Transcribe every one of the following rows verbatim, leaving the pictures out.

------------------------------------------------------------------------

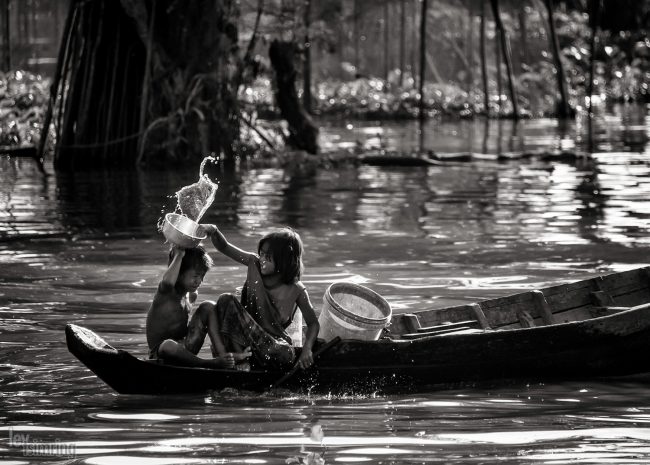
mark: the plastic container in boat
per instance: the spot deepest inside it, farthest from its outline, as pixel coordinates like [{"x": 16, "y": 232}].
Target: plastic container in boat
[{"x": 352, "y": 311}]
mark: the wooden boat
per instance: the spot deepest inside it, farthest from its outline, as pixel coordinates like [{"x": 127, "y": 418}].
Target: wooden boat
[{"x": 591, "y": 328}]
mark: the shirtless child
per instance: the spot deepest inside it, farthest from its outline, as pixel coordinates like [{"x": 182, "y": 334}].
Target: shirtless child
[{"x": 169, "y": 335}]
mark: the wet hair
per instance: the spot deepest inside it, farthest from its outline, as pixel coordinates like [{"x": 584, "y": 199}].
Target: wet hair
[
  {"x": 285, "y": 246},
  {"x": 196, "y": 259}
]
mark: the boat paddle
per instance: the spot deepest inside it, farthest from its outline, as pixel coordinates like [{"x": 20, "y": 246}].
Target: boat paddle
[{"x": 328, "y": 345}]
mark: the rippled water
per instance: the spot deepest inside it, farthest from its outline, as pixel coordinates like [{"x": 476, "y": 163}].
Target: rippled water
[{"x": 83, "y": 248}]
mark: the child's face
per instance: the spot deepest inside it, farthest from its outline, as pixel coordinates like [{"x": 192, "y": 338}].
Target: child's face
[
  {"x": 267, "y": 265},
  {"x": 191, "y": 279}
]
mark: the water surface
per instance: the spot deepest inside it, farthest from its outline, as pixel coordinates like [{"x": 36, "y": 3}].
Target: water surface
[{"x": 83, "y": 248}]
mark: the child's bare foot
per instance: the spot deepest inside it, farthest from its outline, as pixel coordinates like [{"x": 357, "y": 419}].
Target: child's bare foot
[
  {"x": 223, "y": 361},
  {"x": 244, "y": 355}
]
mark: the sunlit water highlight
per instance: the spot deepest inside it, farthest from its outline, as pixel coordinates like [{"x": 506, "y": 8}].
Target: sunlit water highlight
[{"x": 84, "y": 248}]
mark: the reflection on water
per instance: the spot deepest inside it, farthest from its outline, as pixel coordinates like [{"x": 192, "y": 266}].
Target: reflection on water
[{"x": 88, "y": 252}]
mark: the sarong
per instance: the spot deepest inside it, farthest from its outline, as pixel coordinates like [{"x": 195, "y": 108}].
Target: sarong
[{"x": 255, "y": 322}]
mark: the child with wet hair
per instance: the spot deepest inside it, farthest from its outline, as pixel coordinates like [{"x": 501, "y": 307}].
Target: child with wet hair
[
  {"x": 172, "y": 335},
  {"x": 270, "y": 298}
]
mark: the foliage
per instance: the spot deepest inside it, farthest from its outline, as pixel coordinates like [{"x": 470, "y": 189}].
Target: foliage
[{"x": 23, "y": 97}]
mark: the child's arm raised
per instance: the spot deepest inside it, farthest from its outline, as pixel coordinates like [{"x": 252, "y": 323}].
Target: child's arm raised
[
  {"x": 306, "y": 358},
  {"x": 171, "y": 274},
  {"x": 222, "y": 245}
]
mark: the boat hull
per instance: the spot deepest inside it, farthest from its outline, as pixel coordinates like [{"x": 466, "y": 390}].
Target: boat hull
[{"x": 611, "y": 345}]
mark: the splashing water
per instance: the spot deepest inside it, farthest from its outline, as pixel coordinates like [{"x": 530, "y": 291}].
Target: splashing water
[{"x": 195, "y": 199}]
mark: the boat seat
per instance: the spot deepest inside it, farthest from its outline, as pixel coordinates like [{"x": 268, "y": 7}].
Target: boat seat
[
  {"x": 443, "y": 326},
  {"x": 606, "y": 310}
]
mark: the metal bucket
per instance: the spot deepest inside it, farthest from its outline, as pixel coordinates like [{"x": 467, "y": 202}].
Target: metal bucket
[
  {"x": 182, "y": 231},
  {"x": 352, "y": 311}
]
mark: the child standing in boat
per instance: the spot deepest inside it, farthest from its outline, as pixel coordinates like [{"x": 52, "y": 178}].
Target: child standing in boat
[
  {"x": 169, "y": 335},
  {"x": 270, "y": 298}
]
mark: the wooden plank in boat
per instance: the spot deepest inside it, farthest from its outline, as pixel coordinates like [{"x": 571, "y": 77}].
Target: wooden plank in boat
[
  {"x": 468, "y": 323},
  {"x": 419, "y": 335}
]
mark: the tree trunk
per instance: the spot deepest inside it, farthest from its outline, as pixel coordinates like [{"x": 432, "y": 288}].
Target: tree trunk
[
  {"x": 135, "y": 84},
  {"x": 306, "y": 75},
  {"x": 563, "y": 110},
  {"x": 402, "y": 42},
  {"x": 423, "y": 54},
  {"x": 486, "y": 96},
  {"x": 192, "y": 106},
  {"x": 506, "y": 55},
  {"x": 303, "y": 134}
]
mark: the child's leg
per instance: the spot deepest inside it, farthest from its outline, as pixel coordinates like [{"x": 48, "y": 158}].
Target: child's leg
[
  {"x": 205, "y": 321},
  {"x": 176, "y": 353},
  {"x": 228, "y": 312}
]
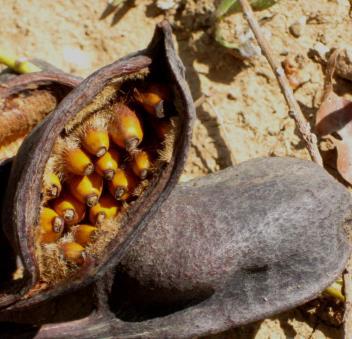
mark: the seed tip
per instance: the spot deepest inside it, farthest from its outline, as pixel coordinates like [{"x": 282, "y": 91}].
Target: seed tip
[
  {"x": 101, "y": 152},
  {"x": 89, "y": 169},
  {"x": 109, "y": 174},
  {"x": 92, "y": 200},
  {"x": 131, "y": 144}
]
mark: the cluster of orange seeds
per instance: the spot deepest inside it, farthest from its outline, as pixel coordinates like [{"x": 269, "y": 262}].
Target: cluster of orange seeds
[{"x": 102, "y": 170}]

------------------------------------------------------------------------

TASK RESPONSE:
mark: the plastic container in boat
per instance: the spot deepest inside it, farthest from its outline, as pixel coordinates like [{"x": 16, "y": 232}].
Target: plastic container in boat
[{"x": 352, "y": 311}]
mark: the wooden boat
per instance: the spot deepest inside it, farthest from its outline, as pixel coordinates like [{"x": 127, "y": 418}].
Target: wooden boat
[{"x": 591, "y": 328}]
mark: the shirtless child
per instance: the spot deepest inside it, farthest from its outline, as pixel coordinates like [{"x": 182, "y": 334}].
Target: shirtless child
[{"x": 169, "y": 335}]
mark: the wet hair
per instance: the spot deepest inside it, farthest from its outline, as pixel coordinates like [{"x": 584, "y": 199}].
Target: wet hair
[
  {"x": 285, "y": 246},
  {"x": 196, "y": 259}
]
mark: the boat paddle
per instance: the spot deepest inside it, farthest from its outline, as pixel coordinates like [{"x": 20, "y": 246}].
Target: boat paddle
[{"x": 328, "y": 345}]
mark: the rippled water
per instance: the spot deepest inside it, farthest from its outline, as pixel coordinates like [{"x": 476, "y": 163}].
Target: rippled water
[{"x": 83, "y": 248}]
mark: the child's face
per instance: the spot deepest inside it, farthest from its outline, as pixel coordinates like [{"x": 192, "y": 338}].
Target: child's face
[
  {"x": 267, "y": 265},
  {"x": 191, "y": 279}
]
mark: the water surface
per instance: the spot deepest inside it, farthest from its outline, as pixel coordinates like [{"x": 36, "y": 3}].
Target: water surface
[{"x": 83, "y": 248}]
mark: the child's bare foot
per instance: the spot deepest inside it, farthest from its outline, as pixel coordinates like [{"x": 357, "y": 419}].
Target: child's bare foot
[
  {"x": 223, "y": 361},
  {"x": 244, "y": 355}
]
mark: the sunlit water highlight
per instance: the spot deepest inside it, farthest from its outline, as pixel coordinates like [{"x": 506, "y": 8}].
Target: sunlit water highlight
[{"x": 84, "y": 248}]
mark: the reflection on water
per instance: the spot deepest inside it, farthest from its outline, as pixel coordinates like [{"x": 192, "y": 266}].
Target: reflection on water
[{"x": 88, "y": 252}]
mark: the sarong
per instance: the spot deepest inside it, farthest from its outline, as pixel coordinates like [{"x": 195, "y": 108}].
Target: sarong
[{"x": 255, "y": 322}]
mark: the child with wet hair
per instance: the spot deepest inside it, farthest from its outline, as pixel coordinates like [{"x": 501, "y": 307}].
Target: child with wet hair
[
  {"x": 172, "y": 335},
  {"x": 270, "y": 298}
]
mark: the foliage
per instance: the spot deepest inside it, farthest from its outline, as pixel coordinates like [{"x": 470, "y": 189}].
Target: foliage
[{"x": 23, "y": 97}]
mark: the child's arm raised
per instance: the spot deepest inside it, farthest from its outline, as pixel coordinates like [{"x": 252, "y": 323}].
Target: child's arm raised
[
  {"x": 306, "y": 358},
  {"x": 171, "y": 274},
  {"x": 222, "y": 245}
]
mark: the boat hull
per instance: the spot deepest inside it, farthest from its outline, as pixel coordinates like [{"x": 466, "y": 390}].
Target: boat hull
[{"x": 611, "y": 345}]
mark: the splashing water
per instance: the spot deepest inside it, farthest from its outline, as pixel coordinates like [{"x": 530, "y": 291}].
Target: splashing water
[{"x": 195, "y": 199}]
mark: the boat seat
per instance: the spot deepest inside it, farthest from its outline, as pixel coordinates like [{"x": 268, "y": 7}].
Target: boat seat
[
  {"x": 443, "y": 326},
  {"x": 606, "y": 310}
]
mark: the metal bucket
per instance: the spot deepest inside it, farthest from its outline, as pixel coordinates like [{"x": 467, "y": 202}].
Target: metal bucket
[
  {"x": 182, "y": 231},
  {"x": 352, "y": 311}
]
mark: the child standing in boat
per instance: the spot deepest inside it, farthest from its outline, as pixel coordinates like [{"x": 52, "y": 178}].
Target: child standing in boat
[
  {"x": 169, "y": 335},
  {"x": 270, "y": 298}
]
mark: the wooden plank in boat
per instance: the spot deepest inside it, farthest from its outline, as pixel coordinates like [{"x": 571, "y": 77}].
Target: wooden plank in boat
[
  {"x": 468, "y": 323},
  {"x": 419, "y": 335}
]
mark: the tree trunk
per instance: the spot deepest inside it, farthest from its outline, as pixel coordinates like [{"x": 432, "y": 288}].
Target: tree trunk
[
  {"x": 135, "y": 84},
  {"x": 306, "y": 75},
  {"x": 563, "y": 110},
  {"x": 402, "y": 42},
  {"x": 423, "y": 54},
  {"x": 486, "y": 96},
  {"x": 192, "y": 106},
  {"x": 506, "y": 55},
  {"x": 303, "y": 134}
]
mark: the child's leg
per instance: the spot deepest inside it, farthest from its outline, as pixel coordinates like [{"x": 48, "y": 158}].
Target: child's leg
[
  {"x": 205, "y": 321},
  {"x": 176, "y": 353},
  {"x": 228, "y": 312}
]
mark: the seed tip
per instance: the spot deepest inside it, farthest from its outline, as pixel coordinates like [{"x": 282, "y": 91}].
Target: seed tip
[
  {"x": 101, "y": 152},
  {"x": 89, "y": 169},
  {"x": 109, "y": 174},
  {"x": 92, "y": 200},
  {"x": 131, "y": 144}
]
mark: the cluster of orange seeds
per instance: the spot deepest inside it, farthest from its outline, as pixel coordinates like [{"x": 269, "y": 262}].
Target: cluster of orange seeds
[{"x": 102, "y": 170}]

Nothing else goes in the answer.